● Instructions to follow:
Report every line of the records that includes the word "water".

[Referring expression pointing data]
▬▬▬

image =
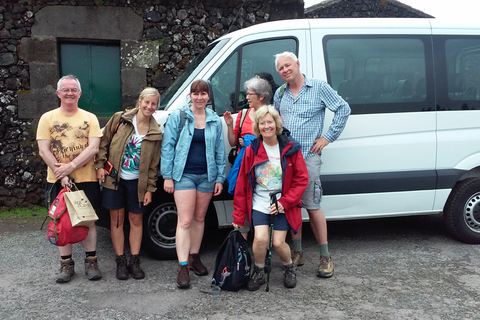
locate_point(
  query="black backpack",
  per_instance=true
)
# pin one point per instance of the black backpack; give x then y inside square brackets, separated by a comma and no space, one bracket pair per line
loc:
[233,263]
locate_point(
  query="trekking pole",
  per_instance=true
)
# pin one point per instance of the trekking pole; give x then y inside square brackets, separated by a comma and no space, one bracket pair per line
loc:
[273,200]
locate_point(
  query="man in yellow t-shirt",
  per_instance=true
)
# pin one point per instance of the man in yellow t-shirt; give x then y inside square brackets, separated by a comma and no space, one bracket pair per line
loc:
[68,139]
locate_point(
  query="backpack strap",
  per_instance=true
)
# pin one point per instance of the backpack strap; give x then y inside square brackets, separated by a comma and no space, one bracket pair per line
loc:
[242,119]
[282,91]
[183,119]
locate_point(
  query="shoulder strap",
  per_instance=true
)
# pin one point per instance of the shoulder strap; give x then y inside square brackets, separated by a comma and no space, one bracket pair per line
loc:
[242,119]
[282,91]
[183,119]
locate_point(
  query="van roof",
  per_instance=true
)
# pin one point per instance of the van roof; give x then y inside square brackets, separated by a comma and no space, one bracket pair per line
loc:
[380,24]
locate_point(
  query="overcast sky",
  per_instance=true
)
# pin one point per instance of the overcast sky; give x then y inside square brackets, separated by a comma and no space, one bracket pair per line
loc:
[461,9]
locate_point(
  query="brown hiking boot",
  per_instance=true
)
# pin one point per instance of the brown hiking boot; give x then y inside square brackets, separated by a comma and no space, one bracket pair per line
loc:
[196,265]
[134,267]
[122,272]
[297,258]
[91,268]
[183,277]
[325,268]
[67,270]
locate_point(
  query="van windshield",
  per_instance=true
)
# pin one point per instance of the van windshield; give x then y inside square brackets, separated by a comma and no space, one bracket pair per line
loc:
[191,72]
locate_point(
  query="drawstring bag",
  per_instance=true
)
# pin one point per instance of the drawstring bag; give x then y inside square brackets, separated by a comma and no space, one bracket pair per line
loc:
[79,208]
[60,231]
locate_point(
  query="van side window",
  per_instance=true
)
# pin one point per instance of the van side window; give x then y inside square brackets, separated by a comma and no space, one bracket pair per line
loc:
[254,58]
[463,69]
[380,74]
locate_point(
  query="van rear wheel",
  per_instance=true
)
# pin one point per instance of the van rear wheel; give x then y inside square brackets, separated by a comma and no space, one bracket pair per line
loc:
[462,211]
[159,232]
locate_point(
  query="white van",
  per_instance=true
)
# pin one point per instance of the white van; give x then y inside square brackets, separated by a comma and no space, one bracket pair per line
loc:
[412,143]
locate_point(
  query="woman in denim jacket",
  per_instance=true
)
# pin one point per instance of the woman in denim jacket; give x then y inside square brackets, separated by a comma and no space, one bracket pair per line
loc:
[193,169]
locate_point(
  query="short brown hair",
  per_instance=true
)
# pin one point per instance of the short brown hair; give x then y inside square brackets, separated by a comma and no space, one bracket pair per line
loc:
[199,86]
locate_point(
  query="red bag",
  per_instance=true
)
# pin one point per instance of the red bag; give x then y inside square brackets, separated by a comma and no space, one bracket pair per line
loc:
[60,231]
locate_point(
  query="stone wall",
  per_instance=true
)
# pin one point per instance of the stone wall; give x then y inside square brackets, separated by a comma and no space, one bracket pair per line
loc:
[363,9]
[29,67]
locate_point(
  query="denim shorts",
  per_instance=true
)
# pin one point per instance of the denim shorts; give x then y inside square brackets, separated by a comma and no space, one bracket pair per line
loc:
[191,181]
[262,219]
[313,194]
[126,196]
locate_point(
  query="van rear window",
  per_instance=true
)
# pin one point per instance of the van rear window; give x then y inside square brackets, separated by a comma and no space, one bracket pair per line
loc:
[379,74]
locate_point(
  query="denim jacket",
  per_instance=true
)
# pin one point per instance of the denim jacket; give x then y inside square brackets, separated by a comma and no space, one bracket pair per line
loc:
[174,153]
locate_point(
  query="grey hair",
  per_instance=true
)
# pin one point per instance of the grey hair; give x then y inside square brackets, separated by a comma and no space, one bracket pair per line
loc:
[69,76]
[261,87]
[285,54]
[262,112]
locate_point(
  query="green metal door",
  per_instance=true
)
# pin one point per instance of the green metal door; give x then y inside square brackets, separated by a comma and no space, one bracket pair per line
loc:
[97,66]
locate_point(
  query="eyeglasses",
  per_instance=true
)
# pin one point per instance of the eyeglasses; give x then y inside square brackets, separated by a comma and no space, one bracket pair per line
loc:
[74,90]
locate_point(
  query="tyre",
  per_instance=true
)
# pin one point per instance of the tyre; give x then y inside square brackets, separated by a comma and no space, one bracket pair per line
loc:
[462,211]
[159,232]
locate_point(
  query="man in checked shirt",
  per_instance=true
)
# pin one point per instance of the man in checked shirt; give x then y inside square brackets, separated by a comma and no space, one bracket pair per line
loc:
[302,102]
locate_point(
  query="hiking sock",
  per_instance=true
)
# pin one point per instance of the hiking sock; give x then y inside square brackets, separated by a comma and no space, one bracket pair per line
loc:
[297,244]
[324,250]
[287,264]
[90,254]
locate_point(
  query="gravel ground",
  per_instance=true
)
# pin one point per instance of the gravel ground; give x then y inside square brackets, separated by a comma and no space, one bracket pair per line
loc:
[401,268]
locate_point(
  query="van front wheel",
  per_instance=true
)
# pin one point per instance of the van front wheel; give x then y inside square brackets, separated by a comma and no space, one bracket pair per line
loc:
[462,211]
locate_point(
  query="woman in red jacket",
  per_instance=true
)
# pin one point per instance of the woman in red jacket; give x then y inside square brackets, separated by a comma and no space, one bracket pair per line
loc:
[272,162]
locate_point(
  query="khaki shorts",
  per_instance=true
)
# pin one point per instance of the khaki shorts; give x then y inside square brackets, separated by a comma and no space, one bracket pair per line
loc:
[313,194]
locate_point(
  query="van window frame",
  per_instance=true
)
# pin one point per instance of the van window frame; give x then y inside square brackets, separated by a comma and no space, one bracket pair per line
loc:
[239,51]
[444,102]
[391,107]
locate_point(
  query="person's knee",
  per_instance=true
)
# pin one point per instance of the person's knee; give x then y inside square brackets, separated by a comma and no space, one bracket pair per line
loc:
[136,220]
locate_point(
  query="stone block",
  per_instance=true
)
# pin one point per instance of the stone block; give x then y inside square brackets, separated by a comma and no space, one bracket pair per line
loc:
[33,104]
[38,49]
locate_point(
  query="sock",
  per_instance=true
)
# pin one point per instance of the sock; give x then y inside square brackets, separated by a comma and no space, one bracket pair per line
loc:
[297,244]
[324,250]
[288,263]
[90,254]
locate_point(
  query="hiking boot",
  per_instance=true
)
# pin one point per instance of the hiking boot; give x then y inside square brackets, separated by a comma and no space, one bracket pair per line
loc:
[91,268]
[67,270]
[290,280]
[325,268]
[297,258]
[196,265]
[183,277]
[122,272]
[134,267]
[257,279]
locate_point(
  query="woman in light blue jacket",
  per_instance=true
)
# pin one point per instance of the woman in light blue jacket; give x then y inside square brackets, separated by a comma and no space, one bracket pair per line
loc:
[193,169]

▬▬▬

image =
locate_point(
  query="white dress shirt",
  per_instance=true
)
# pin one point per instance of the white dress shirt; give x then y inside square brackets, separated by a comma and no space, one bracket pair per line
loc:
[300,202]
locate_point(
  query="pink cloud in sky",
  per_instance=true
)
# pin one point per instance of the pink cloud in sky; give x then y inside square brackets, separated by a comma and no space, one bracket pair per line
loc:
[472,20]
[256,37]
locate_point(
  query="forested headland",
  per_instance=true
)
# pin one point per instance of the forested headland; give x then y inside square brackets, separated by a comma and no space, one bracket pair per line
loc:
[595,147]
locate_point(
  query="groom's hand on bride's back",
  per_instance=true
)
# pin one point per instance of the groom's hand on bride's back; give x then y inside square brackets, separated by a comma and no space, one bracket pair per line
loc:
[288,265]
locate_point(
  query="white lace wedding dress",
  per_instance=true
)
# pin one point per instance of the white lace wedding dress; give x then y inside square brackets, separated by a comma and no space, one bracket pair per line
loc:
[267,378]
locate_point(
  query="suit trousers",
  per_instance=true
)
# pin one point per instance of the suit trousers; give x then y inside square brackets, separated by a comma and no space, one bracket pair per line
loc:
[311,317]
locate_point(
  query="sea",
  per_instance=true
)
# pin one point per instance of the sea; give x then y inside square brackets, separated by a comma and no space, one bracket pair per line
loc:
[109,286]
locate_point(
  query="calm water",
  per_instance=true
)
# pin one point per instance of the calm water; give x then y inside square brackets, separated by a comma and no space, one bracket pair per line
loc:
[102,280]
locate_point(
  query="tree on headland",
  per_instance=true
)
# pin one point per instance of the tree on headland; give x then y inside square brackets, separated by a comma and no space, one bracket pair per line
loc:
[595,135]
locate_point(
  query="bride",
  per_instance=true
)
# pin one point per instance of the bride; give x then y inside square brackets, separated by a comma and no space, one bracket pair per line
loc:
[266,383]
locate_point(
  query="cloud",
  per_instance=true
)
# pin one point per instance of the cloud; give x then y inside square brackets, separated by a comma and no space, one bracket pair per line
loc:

▬▬▬

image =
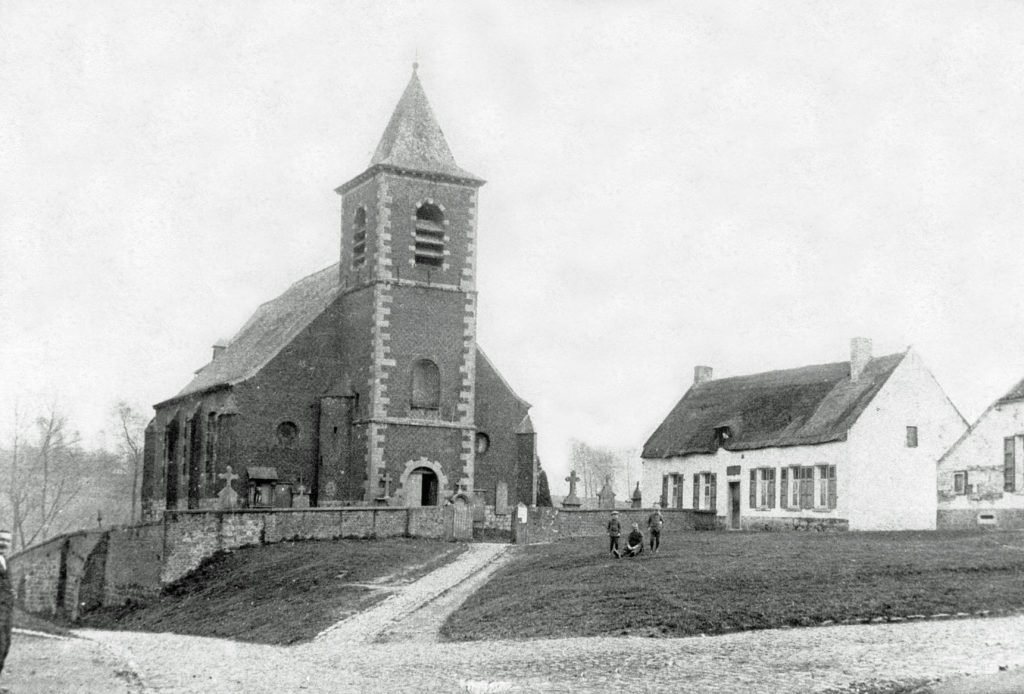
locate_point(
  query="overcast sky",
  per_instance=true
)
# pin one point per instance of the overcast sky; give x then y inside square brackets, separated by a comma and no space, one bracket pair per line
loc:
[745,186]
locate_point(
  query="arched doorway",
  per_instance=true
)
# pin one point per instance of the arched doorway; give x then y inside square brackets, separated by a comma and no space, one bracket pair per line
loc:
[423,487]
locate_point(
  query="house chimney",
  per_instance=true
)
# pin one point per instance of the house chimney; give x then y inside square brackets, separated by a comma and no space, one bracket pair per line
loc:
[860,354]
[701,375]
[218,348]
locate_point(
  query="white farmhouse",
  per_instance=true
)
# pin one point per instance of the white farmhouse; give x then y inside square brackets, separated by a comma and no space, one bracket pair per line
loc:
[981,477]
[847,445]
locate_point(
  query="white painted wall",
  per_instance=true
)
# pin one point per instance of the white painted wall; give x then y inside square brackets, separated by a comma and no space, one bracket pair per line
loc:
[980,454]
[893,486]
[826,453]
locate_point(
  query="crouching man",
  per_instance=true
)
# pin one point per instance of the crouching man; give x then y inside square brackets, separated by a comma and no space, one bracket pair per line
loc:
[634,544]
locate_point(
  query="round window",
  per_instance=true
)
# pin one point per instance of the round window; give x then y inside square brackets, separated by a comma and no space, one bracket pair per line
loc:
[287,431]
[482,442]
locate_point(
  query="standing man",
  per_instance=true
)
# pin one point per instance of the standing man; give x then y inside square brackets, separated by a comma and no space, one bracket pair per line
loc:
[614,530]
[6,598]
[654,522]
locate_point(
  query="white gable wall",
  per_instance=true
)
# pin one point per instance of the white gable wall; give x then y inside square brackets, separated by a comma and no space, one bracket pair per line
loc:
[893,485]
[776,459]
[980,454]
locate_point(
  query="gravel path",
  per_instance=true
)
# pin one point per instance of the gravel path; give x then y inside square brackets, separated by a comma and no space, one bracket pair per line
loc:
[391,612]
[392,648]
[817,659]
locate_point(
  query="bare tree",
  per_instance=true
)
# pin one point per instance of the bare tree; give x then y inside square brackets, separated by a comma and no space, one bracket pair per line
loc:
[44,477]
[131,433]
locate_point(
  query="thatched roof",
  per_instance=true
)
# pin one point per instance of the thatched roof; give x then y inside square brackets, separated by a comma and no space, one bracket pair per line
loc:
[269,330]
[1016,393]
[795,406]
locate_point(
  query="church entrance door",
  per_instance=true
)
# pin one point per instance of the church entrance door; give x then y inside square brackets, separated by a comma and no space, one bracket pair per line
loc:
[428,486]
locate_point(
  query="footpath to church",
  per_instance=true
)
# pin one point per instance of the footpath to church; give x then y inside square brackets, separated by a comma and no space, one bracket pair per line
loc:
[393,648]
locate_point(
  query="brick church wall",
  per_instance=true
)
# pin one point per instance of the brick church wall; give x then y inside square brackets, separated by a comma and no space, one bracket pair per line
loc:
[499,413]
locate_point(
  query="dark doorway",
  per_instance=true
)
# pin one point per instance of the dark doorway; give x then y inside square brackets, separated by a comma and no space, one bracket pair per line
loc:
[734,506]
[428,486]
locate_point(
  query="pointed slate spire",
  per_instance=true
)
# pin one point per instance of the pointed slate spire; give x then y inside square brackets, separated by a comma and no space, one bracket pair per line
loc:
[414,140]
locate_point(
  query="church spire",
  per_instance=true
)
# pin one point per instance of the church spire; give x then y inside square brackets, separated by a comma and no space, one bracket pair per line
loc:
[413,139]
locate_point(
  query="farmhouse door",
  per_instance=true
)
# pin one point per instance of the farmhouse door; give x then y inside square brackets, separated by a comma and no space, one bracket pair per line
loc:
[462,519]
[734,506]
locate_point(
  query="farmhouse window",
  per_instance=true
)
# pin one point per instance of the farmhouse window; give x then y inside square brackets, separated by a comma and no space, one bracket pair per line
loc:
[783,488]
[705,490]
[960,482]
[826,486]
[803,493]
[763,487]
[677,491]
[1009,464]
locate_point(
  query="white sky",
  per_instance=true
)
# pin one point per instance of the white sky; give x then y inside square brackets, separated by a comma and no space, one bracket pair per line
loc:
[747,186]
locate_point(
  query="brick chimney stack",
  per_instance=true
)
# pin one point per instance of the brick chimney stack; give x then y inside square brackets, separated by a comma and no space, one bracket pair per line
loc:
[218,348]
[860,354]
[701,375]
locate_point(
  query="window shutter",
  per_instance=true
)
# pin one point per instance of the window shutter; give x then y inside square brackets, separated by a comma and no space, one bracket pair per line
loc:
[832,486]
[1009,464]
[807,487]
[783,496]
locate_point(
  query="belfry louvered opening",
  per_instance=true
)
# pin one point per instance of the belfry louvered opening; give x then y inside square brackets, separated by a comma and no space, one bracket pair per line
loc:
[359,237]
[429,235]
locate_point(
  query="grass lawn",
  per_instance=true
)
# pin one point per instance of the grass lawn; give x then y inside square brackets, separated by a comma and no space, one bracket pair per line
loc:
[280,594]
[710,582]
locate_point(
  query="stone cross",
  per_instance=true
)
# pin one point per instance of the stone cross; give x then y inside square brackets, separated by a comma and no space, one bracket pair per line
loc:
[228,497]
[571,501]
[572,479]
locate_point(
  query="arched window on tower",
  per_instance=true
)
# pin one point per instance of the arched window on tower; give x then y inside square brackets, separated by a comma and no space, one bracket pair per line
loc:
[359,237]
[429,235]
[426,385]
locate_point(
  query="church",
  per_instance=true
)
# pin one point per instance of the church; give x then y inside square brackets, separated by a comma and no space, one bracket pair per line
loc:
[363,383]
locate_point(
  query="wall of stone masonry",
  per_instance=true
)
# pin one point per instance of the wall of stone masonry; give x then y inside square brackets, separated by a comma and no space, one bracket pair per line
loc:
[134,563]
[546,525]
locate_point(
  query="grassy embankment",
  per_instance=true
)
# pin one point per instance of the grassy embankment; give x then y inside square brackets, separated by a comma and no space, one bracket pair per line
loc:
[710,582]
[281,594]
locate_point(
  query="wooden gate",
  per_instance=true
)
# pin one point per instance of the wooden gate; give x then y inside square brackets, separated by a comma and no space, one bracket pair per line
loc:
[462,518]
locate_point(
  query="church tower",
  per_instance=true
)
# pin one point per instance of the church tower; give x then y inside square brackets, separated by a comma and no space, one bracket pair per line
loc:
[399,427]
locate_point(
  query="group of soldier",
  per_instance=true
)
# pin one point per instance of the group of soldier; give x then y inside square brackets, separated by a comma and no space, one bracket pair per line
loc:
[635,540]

▬▬▬

● Result of this task:
  query="calm water",
# pin one point per instance of the calm water; give x then y inside square brackets, separated by a comma and no space, one bracket pair per line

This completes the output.